Stored data entries
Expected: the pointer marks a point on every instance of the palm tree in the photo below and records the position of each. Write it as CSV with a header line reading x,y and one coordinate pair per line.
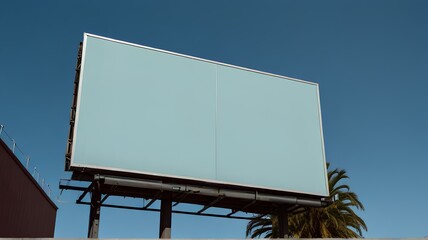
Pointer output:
x,y
338,220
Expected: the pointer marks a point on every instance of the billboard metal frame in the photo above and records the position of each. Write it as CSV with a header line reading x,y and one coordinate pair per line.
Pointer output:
x,y
81,168
173,190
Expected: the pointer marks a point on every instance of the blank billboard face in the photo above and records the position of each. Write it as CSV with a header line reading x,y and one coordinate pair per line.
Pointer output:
x,y
148,111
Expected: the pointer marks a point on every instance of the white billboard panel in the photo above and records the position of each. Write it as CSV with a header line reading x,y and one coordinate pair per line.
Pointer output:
x,y
149,111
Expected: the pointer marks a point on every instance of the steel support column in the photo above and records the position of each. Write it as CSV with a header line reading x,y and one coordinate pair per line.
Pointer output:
x,y
165,216
283,222
94,214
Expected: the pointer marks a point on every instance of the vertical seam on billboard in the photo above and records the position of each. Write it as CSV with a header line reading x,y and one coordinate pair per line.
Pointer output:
x,y
215,120
79,93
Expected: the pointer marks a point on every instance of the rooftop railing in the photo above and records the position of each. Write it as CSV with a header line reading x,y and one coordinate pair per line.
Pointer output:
x,y
25,159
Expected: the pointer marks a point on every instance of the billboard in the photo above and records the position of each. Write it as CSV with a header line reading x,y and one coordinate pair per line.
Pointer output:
x,y
148,111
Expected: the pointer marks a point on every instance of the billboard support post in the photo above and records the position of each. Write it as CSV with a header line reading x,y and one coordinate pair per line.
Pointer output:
x,y
283,222
165,216
95,209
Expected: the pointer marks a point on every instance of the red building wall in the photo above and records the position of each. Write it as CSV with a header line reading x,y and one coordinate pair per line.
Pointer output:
x,y
25,209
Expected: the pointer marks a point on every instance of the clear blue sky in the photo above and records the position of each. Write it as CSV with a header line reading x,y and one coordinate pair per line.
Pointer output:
x,y
369,57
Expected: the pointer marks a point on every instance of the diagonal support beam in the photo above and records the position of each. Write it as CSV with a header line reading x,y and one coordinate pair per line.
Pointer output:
x,y
89,188
153,200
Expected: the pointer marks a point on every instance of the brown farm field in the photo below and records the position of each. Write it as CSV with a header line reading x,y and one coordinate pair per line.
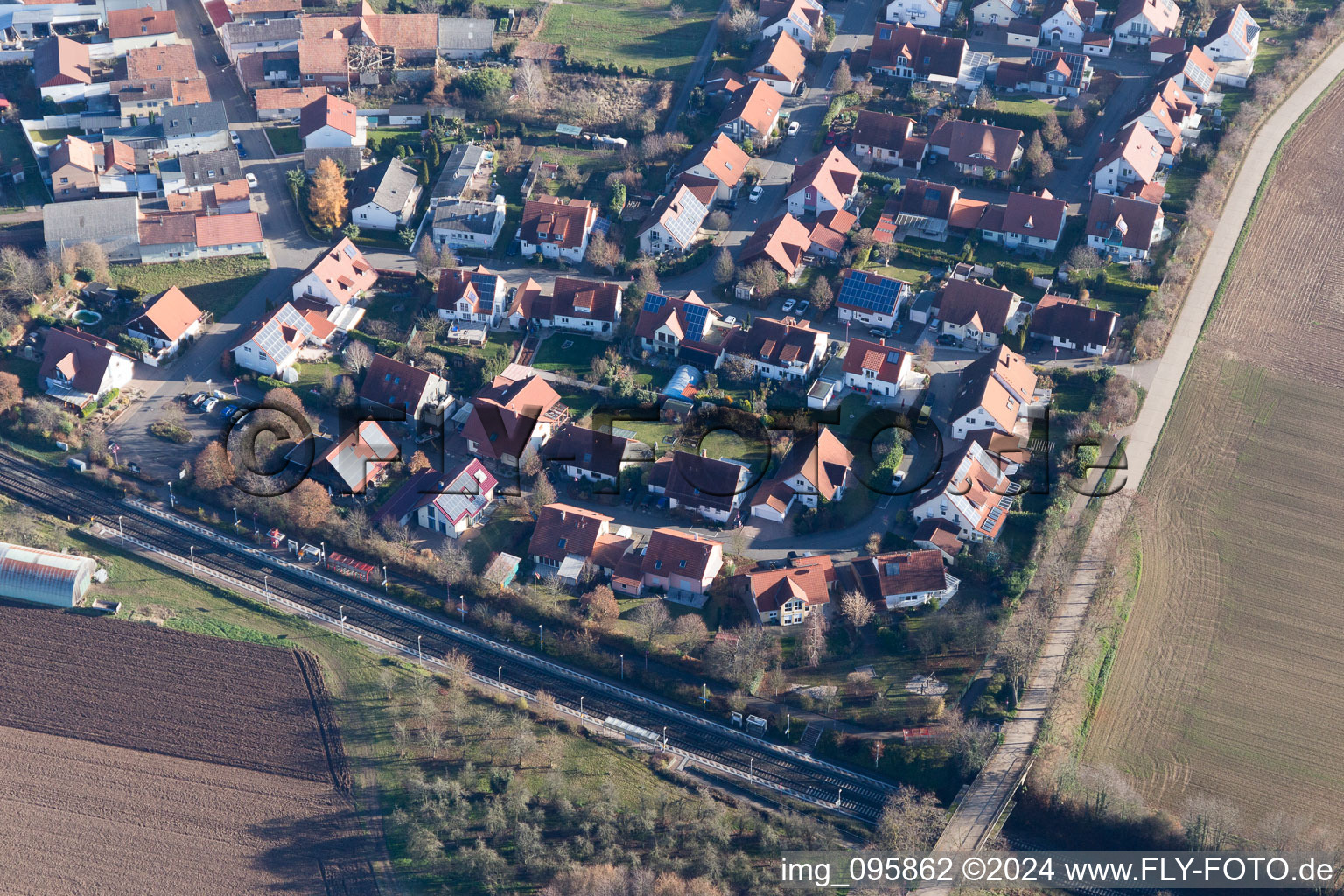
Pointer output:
x,y
1228,682
142,760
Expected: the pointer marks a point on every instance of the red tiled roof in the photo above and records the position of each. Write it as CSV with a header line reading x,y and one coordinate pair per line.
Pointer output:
x,y
145,20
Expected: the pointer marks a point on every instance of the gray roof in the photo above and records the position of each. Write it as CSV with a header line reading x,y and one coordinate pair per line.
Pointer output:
x,y
92,220
466,34
205,168
263,30
466,215
386,186
348,156
458,171
193,118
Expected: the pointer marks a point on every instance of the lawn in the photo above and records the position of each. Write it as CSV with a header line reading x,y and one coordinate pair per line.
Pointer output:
x,y
637,35
215,285
569,354
32,191
284,140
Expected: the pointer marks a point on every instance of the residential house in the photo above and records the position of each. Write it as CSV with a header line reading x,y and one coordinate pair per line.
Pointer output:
x,y
682,564
176,62
887,140
1130,161
556,228
466,223
788,592
62,69
704,485
113,223
777,62
996,12
385,195
167,321
782,241
1171,116
448,502
1194,72
722,160
922,210
879,368
830,233
1124,228
416,393
1233,37
567,539
905,579
815,471
784,349
359,459
80,368
927,14
972,492
976,313
331,121
591,456
1028,222
672,223
800,19
1138,22
870,298
77,165
1073,326
752,115
278,103
472,296
143,27
198,127
1068,22
996,393
906,52
975,148
200,172
323,62
272,346
339,276
666,324
509,416
822,183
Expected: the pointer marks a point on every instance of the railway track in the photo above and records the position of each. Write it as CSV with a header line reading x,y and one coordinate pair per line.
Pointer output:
x,y
767,765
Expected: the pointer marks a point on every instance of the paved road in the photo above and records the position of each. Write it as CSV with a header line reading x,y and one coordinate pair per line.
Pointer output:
x,y
970,825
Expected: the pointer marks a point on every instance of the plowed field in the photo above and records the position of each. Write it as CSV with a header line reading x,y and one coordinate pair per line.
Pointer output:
x,y
1228,680
140,762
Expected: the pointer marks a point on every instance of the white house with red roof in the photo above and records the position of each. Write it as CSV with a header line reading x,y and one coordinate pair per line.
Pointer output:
x,y
330,122
339,276
822,183
879,368
972,492
722,160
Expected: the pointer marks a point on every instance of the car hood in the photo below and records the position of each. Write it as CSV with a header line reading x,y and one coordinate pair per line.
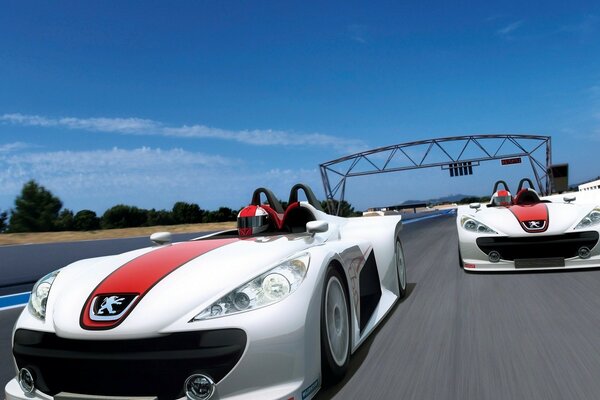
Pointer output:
x,y
553,218
171,282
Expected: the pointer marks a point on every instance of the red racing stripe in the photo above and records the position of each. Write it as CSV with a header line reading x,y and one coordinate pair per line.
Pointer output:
x,y
140,275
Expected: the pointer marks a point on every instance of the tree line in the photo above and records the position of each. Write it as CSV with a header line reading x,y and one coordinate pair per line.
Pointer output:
x,y
38,210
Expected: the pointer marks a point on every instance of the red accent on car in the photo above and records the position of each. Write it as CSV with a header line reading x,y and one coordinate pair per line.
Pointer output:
x,y
141,274
526,214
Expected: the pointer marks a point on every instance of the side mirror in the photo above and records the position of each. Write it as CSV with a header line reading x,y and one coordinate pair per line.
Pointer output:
x,y
313,227
475,206
161,238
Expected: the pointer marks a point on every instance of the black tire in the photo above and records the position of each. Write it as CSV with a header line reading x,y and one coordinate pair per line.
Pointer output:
x,y
400,268
335,327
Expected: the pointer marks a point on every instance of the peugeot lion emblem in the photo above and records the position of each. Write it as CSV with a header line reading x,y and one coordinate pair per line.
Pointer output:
x,y
111,307
535,225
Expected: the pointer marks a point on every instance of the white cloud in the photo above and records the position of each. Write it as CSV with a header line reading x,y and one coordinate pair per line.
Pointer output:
x,y
145,177
510,28
12,147
138,126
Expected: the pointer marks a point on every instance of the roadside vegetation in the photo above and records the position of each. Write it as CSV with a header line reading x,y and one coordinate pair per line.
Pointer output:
x,y
37,210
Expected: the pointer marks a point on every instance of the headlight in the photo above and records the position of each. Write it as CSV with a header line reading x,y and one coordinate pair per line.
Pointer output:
x,y
39,295
471,224
268,288
593,218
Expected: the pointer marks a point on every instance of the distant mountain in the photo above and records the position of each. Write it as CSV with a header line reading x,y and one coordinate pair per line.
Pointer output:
x,y
447,199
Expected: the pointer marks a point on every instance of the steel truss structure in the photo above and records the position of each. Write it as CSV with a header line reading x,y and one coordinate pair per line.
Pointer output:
x,y
473,150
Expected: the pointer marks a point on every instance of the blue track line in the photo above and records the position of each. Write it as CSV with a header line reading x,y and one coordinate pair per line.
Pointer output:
x,y
20,299
14,300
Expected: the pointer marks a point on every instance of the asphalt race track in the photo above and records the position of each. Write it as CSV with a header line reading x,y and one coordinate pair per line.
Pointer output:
x,y
463,335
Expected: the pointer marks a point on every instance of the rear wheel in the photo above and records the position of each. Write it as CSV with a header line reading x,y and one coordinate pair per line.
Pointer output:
x,y
335,327
401,267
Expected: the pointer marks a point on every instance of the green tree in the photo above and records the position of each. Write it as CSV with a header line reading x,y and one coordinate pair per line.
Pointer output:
x,y
223,214
86,220
3,218
346,209
65,220
186,213
159,217
36,210
123,216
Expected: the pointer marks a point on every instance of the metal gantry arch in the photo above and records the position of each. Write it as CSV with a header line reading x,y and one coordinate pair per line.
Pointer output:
x,y
474,149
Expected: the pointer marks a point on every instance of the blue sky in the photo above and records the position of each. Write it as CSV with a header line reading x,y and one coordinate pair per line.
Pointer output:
x,y
148,103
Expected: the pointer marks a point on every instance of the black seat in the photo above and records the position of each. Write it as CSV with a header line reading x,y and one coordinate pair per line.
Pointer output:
x,y
296,217
527,197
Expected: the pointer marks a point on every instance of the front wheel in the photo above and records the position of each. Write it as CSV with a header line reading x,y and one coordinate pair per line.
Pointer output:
x,y
401,267
335,327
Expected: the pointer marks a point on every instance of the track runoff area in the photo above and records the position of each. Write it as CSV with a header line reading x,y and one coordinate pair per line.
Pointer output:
x,y
20,299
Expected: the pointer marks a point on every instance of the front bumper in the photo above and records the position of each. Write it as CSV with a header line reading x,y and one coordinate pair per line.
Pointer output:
x,y
530,253
279,358
142,367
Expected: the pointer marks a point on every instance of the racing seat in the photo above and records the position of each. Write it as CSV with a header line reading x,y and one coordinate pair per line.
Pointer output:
x,y
527,197
272,207
296,216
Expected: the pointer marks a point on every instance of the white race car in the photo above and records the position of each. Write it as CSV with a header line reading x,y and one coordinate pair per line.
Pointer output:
x,y
528,233
266,311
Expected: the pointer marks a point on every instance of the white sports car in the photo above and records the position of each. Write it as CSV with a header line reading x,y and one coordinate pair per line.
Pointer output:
x,y
528,233
249,313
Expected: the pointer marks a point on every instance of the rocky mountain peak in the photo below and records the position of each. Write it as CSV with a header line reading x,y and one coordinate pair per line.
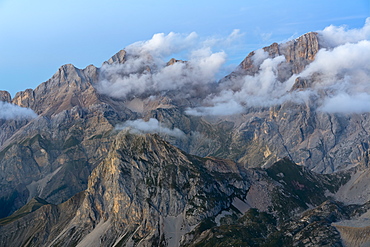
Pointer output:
x,y
298,54
5,96
119,57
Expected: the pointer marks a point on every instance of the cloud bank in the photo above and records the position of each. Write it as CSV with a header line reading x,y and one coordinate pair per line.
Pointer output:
x,y
151,126
339,75
340,78
10,111
146,71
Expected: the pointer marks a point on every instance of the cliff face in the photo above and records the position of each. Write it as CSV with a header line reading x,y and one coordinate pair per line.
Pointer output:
x,y
298,54
149,193
111,187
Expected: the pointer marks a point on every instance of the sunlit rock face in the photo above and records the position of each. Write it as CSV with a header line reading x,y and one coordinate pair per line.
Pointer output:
x,y
189,164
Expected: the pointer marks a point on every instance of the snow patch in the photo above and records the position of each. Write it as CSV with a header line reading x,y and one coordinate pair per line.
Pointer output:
x,y
37,187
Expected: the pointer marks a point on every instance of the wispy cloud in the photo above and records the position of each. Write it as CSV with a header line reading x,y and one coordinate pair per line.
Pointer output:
x,y
151,126
340,75
146,72
10,111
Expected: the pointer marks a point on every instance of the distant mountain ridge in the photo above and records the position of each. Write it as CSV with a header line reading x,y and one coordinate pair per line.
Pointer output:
x,y
107,185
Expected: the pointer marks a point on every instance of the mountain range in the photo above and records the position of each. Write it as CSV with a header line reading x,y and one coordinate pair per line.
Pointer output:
x,y
142,152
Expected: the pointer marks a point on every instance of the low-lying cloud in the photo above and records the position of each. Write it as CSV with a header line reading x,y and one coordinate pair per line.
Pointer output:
x,y
339,75
10,111
151,126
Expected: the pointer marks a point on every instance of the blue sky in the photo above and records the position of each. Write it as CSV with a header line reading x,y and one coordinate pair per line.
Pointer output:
x,y
37,37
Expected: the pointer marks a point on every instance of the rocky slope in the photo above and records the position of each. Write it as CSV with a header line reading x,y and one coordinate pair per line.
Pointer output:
x,y
149,193
213,182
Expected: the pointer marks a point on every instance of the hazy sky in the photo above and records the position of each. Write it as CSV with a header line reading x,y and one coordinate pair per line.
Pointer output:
x,y
37,37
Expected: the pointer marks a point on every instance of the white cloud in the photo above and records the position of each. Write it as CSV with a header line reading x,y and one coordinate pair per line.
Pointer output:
x,y
145,70
151,126
341,71
345,103
334,36
340,75
10,111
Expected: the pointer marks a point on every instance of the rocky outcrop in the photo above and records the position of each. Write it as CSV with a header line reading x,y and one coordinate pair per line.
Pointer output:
x,y
215,184
149,193
5,96
298,54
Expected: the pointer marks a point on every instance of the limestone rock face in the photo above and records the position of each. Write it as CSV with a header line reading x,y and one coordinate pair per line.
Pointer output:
x,y
5,96
149,193
298,54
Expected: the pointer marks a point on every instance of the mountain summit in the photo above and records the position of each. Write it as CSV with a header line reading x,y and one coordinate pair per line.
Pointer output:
x,y
147,152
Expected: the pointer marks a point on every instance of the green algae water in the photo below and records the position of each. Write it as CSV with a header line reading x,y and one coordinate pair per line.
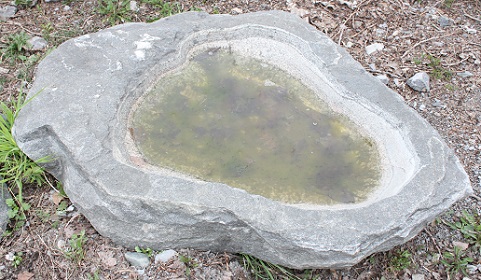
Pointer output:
x,y
235,120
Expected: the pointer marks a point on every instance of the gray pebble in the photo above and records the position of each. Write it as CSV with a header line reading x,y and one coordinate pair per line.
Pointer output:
x,y
419,82
165,256
137,259
376,47
383,78
444,21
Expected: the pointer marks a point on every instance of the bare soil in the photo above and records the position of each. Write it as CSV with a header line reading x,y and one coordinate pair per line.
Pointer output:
x,y
414,41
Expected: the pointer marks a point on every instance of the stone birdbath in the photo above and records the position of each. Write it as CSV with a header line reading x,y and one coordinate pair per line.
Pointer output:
x,y
252,133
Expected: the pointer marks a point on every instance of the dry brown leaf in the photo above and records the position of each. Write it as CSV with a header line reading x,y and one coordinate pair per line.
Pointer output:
x,y
24,275
461,245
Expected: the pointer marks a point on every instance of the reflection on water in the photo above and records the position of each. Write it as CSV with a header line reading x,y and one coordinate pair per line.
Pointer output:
x,y
230,119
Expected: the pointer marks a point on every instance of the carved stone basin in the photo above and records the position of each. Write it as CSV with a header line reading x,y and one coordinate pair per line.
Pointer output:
x,y
158,151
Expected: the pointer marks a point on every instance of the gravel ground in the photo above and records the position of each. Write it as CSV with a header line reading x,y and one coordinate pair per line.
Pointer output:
x,y
442,38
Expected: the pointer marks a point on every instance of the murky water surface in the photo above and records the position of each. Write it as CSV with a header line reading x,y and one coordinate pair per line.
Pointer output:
x,y
230,119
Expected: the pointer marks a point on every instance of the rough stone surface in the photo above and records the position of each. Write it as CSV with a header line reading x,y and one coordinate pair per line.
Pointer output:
x,y
137,259
419,82
92,81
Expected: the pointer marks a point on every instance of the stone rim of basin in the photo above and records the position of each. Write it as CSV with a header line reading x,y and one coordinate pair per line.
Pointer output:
x,y
90,82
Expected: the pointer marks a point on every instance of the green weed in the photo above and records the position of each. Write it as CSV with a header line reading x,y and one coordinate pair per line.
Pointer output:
x,y
23,3
456,262
15,258
448,3
438,72
76,250
15,47
117,11
164,9
189,264
470,226
400,260
94,276
264,270
16,168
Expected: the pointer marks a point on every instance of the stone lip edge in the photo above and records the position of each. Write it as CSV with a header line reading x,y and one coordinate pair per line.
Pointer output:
x,y
98,200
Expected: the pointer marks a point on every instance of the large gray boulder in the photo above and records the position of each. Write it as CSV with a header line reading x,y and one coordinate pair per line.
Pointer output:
x,y
87,86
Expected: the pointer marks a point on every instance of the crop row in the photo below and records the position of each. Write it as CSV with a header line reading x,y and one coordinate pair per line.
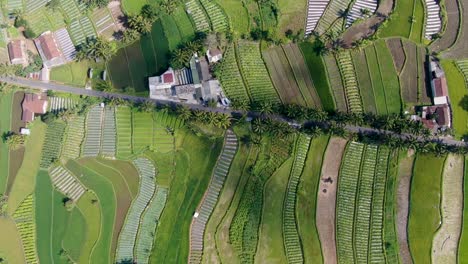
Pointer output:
x,y
24,218
74,137
255,73
198,15
109,133
348,74
92,143
127,237
346,201
148,226
51,147
364,202
220,172
291,238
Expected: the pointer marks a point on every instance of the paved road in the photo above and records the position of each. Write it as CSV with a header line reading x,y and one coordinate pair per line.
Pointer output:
x,y
81,91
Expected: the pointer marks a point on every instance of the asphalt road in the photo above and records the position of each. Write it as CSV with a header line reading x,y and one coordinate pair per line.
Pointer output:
x,y
81,91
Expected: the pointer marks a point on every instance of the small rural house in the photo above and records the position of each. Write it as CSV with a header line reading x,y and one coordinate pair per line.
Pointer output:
x,y
49,50
214,55
33,104
17,52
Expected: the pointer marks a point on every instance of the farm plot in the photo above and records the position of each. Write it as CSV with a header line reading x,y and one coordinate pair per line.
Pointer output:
x,y
410,84
330,19
283,77
365,82
109,133
142,131
149,224
123,117
203,213
74,137
336,83
291,238
445,243
66,183
219,21
51,148
127,237
348,74
92,143
24,219
255,73
230,77
303,78
195,10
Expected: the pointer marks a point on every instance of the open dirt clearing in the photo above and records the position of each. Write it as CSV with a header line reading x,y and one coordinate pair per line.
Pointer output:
x,y
445,243
326,198
404,183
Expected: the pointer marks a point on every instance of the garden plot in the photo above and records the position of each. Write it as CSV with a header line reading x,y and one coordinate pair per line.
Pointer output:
x,y
109,133
66,183
463,67
433,21
203,213
65,43
315,10
149,224
199,17
230,77
81,29
291,238
336,83
445,243
74,138
330,19
51,148
92,143
361,9
103,22
57,104
219,21
24,219
123,117
127,236
255,73
350,82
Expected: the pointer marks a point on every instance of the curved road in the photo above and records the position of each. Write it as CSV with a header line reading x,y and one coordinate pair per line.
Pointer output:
x,y
80,91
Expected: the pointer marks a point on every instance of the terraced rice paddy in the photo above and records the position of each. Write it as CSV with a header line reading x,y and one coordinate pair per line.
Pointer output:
x,y
128,235
66,183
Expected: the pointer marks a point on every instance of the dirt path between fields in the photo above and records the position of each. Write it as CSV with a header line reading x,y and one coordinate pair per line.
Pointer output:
x,y
368,27
445,243
326,199
404,183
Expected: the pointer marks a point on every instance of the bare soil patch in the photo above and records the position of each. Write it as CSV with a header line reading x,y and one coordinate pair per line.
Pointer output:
x,y
396,48
326,198
404,183
445,243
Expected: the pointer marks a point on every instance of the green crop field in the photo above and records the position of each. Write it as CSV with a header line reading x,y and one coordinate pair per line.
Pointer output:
x,y
424,216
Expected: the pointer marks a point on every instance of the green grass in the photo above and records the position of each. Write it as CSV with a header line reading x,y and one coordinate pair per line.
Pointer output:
x,y
389,77
75,234
5,119
238,15
307,200
101,253
319,75
74,73
25,180
456,82
191,178
424,216
92,215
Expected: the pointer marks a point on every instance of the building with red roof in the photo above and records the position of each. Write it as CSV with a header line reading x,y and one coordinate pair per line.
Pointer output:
x,y
32,105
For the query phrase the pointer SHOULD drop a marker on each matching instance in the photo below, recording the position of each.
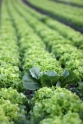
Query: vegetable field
(41, 62)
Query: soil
(54, 16)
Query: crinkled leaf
(35, 72)
(49, 78)
(29, 83)
(68, 78)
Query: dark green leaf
(29, 83)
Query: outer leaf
(29, 83)
(35, 72)
(49, 78)
(68, 78)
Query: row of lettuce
(69, 56)
(12, 103)
(47, 105)
(69, 15)
(75, 2)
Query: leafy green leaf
(35, 72)
(49, 78)
(29, 83)
(68, 78)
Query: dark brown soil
(54, 16)
(69, 4)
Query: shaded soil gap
(54, 16)
(17, 36)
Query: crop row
(63, 30)
(12, 103)
(69, 56)
(69, 14)
(32, 52)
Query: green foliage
(12, 107)
(49, 103)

### Your objective:
Go through the data, and copy each line in which the word "bare" appears.

### Result for this task:
Expected: the pointer marks a point on every instance of the bare soil in the photo above and records the position of each. Write it as CSV with a header line reading x,y and one coordinate pair per line.
Expected: the pointer marks a point on every instance of the bare soil patch in the photo above and records the position of each. Write it as CSV with a header line reading x,y and one coordinate pair per line.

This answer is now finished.